### [Activity A]
In the piece on Valentine's Day, why was Valentinus allegedly imprisoned?
### [Activity B]
From the piece on Valentine's Day, extract the passage starting with "Each year, men" and going on through "daisy a day.".

Hallmark and Russell Stover's favorite holiday, Valentine's Day, is here again. Despite the abundance of heart-shaped boxes of candy and sentimental greeting cards, most people don't understand Valentine's Day. Nope. Not one bit.
Valentine's Day takes its name from the widely recognized third century Roman Saint Valentinus. Allegedly, Valentinus was imprisoned for performing wedding ceremonies for soldiers who had been forbidden to marry. Legend states upon his execution Valentinus left a farewell letter signed “your Valentine”. Though steeped in such myth, Valentine's Day, February 14th, evolved through the ages to become the unofficial holiday of love.
Each year, men and women wonder what to give their significant others to commemorate the day. Chocolate and flowers are popular choices while those with fatter wallets might spring for a night on the town or expensive jewelry. Nowadays, Valentine's Day is designed to impress, as if your affection for another is measured by the size of the box of candy or the price tag on the gift you give.
Valentine's Day – and love itself – has nothing to do with heart-shaped candy boxes or sparkling diamond earrings. Love, my friends, is a daisy a day.
To make my point, allow me to reiterate a tale originally reported by yahoo.com.

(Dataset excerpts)
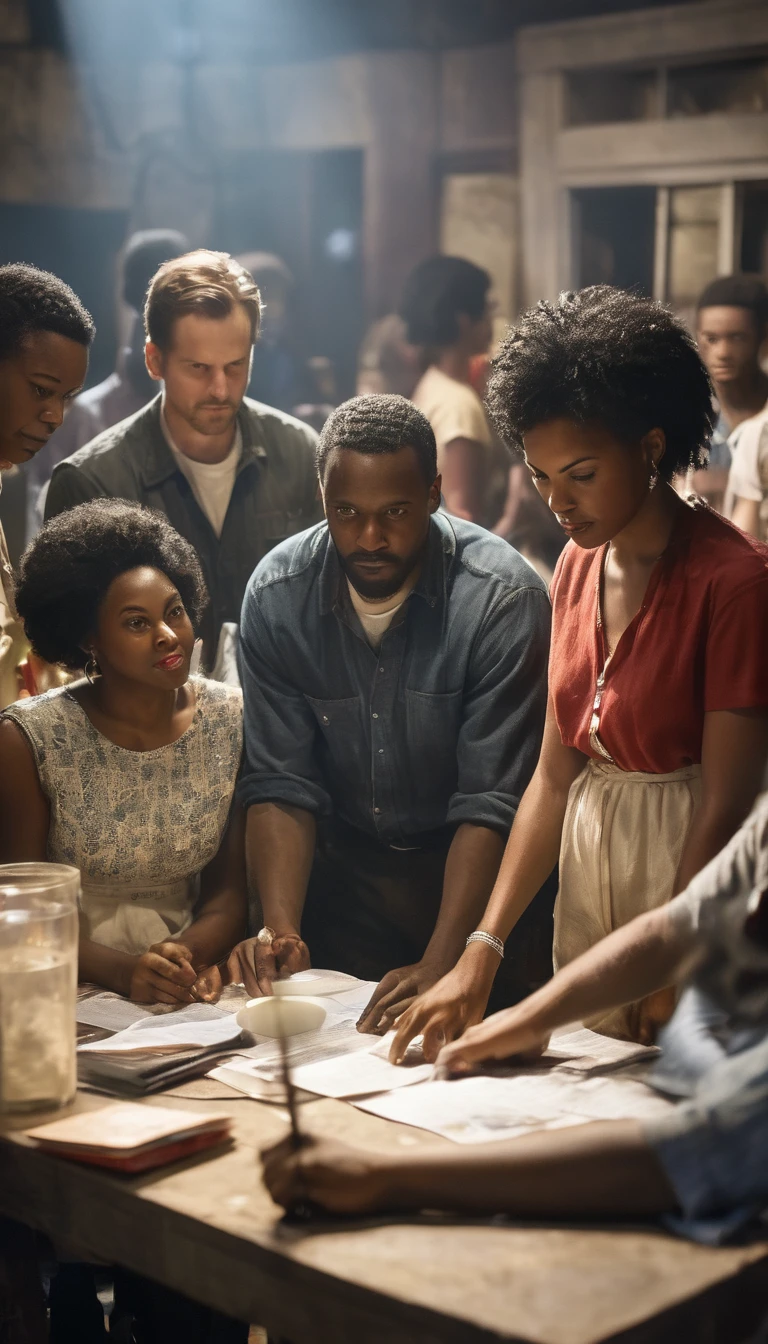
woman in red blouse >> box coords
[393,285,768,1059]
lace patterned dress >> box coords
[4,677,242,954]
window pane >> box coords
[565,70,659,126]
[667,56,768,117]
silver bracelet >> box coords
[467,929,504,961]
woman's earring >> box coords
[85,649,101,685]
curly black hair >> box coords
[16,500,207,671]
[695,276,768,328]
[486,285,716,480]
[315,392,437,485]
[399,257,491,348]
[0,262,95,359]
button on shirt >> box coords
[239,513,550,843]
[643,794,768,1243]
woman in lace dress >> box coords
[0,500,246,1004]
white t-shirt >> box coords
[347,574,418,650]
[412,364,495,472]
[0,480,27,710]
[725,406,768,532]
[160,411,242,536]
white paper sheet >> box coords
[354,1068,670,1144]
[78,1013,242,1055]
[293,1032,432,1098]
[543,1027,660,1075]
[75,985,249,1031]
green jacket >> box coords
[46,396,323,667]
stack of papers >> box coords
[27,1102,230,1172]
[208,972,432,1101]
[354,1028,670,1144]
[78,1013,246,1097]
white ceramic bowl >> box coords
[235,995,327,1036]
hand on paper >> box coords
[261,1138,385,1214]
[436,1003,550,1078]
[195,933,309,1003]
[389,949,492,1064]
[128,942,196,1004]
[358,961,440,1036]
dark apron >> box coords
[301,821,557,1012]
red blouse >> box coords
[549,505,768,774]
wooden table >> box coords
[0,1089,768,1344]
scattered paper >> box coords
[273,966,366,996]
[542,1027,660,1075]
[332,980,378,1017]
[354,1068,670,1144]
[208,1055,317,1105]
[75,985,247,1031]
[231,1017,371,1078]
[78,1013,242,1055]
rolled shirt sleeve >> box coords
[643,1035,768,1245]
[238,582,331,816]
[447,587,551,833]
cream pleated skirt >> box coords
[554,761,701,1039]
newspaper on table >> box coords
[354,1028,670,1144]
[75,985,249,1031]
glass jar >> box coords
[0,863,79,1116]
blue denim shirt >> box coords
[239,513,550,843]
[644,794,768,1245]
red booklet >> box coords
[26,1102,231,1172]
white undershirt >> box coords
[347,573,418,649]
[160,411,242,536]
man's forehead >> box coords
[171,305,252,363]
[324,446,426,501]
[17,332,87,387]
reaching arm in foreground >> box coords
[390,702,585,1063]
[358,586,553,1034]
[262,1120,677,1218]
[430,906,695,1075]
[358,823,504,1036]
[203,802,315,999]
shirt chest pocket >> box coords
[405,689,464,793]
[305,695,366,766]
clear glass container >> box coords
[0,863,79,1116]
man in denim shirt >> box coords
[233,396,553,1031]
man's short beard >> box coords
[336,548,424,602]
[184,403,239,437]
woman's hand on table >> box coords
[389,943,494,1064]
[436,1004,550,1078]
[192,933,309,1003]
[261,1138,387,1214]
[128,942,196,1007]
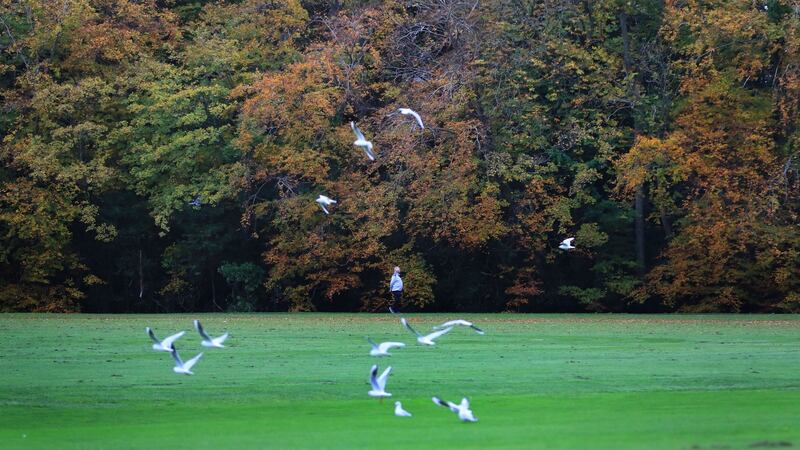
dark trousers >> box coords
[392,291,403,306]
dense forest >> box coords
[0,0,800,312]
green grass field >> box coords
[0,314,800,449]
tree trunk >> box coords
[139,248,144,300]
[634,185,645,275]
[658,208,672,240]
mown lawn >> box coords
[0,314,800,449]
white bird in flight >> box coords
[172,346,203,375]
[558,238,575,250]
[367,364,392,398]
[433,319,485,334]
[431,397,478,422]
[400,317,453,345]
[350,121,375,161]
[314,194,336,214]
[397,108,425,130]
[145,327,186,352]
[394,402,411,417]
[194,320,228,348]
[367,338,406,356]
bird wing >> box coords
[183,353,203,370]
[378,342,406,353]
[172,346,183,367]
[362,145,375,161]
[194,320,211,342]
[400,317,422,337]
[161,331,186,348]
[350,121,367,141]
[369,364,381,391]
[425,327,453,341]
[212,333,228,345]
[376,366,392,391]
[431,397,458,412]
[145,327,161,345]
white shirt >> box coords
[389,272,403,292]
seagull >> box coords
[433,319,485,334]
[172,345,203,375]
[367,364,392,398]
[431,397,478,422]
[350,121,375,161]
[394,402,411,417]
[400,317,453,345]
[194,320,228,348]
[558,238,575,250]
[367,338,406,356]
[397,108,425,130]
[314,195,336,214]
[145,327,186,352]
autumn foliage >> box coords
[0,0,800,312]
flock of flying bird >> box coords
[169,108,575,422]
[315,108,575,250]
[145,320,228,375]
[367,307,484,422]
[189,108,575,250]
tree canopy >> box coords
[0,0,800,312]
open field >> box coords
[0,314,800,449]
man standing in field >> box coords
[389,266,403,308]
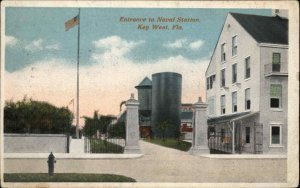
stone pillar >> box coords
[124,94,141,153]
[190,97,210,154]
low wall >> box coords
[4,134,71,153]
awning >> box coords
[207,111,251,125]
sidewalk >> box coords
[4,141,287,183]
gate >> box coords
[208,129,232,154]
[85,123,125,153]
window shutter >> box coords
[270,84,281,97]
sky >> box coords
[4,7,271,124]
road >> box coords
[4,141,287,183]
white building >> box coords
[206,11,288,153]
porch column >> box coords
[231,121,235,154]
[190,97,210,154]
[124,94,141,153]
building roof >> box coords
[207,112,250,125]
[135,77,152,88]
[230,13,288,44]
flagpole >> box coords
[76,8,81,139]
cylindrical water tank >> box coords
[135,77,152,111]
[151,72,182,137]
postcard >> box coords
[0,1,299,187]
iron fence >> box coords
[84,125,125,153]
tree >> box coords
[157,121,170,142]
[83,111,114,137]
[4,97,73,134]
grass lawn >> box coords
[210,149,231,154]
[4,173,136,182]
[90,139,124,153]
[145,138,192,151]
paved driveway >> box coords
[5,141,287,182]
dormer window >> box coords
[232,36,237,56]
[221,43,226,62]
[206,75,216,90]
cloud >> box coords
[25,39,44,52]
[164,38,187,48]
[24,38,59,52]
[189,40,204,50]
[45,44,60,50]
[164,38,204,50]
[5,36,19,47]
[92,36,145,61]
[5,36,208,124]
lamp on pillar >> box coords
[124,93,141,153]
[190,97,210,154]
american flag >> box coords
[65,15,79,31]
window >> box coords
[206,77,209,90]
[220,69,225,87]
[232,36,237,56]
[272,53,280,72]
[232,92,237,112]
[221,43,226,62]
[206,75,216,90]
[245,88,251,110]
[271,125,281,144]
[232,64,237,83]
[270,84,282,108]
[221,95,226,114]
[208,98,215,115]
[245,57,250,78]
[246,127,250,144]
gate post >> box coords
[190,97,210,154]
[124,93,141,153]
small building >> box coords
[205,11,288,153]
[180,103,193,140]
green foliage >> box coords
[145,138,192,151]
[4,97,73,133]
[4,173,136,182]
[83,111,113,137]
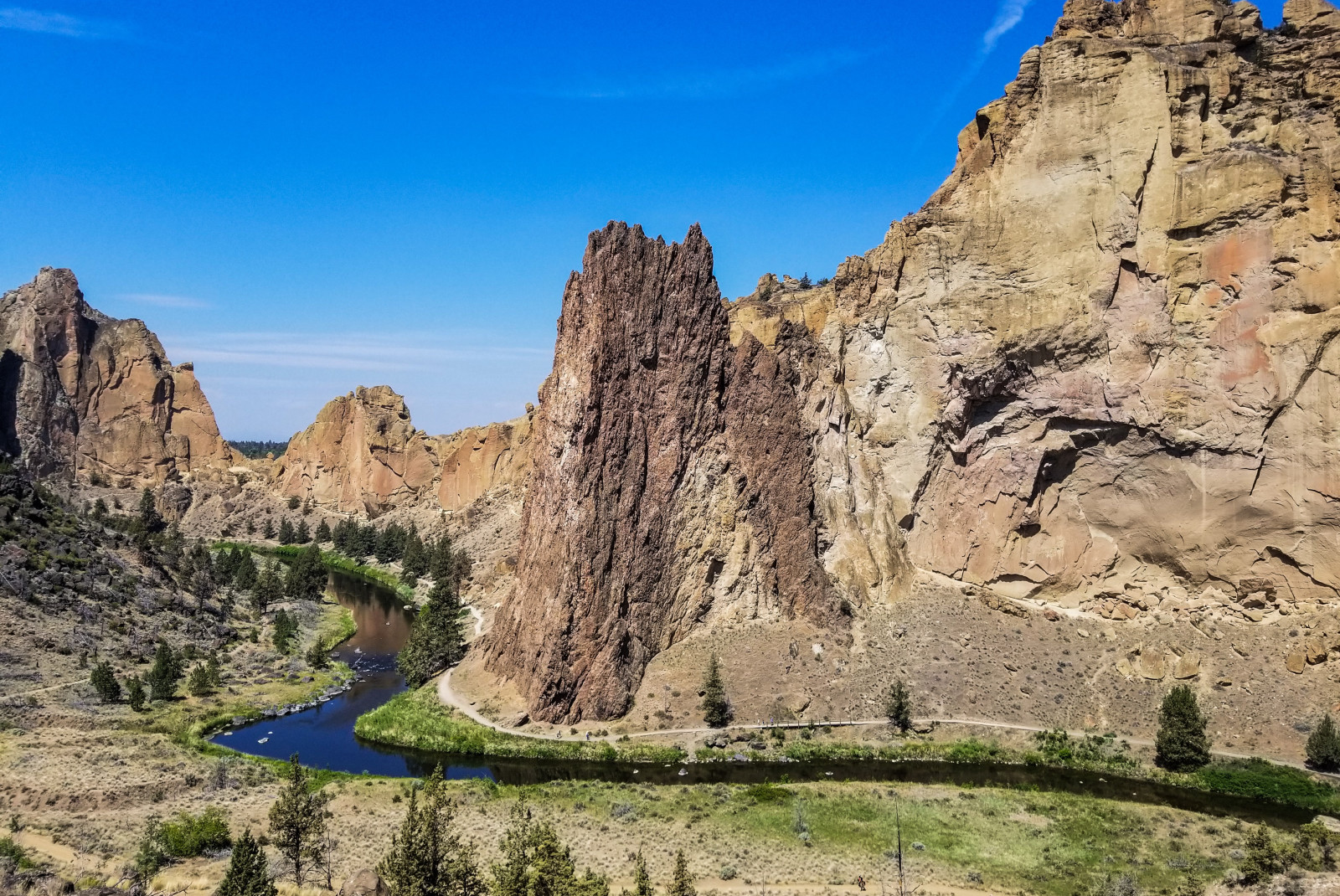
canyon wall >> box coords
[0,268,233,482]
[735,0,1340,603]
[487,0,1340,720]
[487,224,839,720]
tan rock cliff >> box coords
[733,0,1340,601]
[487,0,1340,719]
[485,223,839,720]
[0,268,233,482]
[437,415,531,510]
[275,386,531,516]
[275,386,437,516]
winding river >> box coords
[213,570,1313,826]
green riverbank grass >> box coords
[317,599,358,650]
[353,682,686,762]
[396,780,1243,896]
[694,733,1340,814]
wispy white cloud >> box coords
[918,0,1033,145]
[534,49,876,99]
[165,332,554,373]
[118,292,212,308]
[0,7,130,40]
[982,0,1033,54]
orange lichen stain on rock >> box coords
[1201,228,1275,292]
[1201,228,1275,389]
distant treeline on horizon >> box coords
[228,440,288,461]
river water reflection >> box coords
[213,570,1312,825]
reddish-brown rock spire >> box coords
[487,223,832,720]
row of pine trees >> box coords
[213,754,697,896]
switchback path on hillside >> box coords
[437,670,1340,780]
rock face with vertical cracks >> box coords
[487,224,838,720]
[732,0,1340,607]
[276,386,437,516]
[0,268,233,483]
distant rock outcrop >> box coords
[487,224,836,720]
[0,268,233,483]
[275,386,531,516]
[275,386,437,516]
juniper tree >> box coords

### [Your solution A]
He was allegedly imprisoned for performing wedding ceremonies for soldiers who had been forbidden to marry.

### [Your solution B]
Each year, men and women wonder what to give their significant others to commemorate the day. Chocolate and flowers are popular choices while those with fatter wallets might spring for a night on the town or expensive jewelry. Nowadays, Valentine's Day is designed to impress, as if your affection for another is measured by the size of the box of candy or the price tag on the gift you give.
Valentine's Day – and love itself – has nothing to do with heart-shaped candy boxes or sparkling diamond earrings. Love, my friends, is a daisy a day.